• What you will do:
Report each line of the data that includes the word "beach".

• Task inputs:
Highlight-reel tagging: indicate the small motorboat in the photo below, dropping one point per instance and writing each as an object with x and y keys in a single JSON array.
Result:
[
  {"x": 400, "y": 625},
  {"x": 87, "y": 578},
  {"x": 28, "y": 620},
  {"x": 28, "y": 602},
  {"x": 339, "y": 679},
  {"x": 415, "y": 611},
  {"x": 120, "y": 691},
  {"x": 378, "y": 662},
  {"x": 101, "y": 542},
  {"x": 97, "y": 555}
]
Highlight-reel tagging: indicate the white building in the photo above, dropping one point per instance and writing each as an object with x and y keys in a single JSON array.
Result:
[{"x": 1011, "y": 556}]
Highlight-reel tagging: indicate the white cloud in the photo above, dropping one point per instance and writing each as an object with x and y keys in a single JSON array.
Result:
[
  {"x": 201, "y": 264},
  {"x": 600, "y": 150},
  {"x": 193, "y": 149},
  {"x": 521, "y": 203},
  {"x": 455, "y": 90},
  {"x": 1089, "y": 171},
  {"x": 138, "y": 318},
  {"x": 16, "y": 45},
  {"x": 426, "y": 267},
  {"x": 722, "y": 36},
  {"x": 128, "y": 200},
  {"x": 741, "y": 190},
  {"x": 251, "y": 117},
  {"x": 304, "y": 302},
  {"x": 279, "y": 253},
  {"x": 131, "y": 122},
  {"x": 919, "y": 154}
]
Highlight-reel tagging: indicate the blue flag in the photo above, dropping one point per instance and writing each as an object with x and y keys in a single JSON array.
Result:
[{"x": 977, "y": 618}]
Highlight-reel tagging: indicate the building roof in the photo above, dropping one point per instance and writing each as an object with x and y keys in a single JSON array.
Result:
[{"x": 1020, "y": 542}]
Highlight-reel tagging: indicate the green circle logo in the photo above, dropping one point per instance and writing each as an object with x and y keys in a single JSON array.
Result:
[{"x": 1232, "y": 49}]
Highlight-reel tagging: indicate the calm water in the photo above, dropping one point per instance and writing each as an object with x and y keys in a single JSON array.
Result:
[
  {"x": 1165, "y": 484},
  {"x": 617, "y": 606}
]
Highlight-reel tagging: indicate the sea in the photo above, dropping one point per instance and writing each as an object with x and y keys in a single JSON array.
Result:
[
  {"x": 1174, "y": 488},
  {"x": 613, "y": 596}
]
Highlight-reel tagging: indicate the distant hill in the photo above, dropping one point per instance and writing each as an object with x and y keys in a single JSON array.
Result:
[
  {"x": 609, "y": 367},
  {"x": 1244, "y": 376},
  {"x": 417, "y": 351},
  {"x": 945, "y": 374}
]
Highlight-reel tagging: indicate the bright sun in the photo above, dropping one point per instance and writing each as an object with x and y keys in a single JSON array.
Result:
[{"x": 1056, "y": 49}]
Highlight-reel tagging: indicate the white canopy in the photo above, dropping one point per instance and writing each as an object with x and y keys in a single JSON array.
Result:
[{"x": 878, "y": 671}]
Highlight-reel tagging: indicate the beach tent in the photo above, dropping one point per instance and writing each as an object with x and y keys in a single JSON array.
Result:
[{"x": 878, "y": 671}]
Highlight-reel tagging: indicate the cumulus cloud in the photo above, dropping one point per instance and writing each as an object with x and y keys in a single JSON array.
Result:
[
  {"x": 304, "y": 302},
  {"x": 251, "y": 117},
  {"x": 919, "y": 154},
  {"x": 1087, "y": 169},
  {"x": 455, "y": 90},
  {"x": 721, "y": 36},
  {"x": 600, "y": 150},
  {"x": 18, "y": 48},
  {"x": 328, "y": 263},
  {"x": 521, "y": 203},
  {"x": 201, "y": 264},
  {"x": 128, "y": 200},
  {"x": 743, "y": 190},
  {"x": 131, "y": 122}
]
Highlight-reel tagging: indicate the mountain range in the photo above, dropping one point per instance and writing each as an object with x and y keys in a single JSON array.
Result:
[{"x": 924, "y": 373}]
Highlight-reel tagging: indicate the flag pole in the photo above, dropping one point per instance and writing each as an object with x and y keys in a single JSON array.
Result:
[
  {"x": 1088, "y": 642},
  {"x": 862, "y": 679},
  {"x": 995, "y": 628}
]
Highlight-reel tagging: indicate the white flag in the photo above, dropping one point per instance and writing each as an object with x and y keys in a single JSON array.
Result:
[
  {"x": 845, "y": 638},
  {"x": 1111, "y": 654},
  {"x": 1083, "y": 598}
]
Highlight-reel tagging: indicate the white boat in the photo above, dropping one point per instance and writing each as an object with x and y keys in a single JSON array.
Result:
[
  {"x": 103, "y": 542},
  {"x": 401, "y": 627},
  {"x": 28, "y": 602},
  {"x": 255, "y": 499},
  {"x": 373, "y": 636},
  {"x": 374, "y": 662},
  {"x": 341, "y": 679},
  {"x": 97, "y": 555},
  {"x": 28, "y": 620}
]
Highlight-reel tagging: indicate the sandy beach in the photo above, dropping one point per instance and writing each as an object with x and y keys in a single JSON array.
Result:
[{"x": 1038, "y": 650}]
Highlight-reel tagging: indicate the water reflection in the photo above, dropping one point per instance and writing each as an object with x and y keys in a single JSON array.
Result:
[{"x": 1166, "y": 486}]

• Result below:
Highlight-reel tagging: indicate the beach tent in the photo above, dropping one point per instance and writing each as an object with x and y keys in a single JSON array.
Highlight-reel tagging: indicate the sandy beach in the photo above, dropping one point per instance and writing each as an object with x and y keys in a single JSON array.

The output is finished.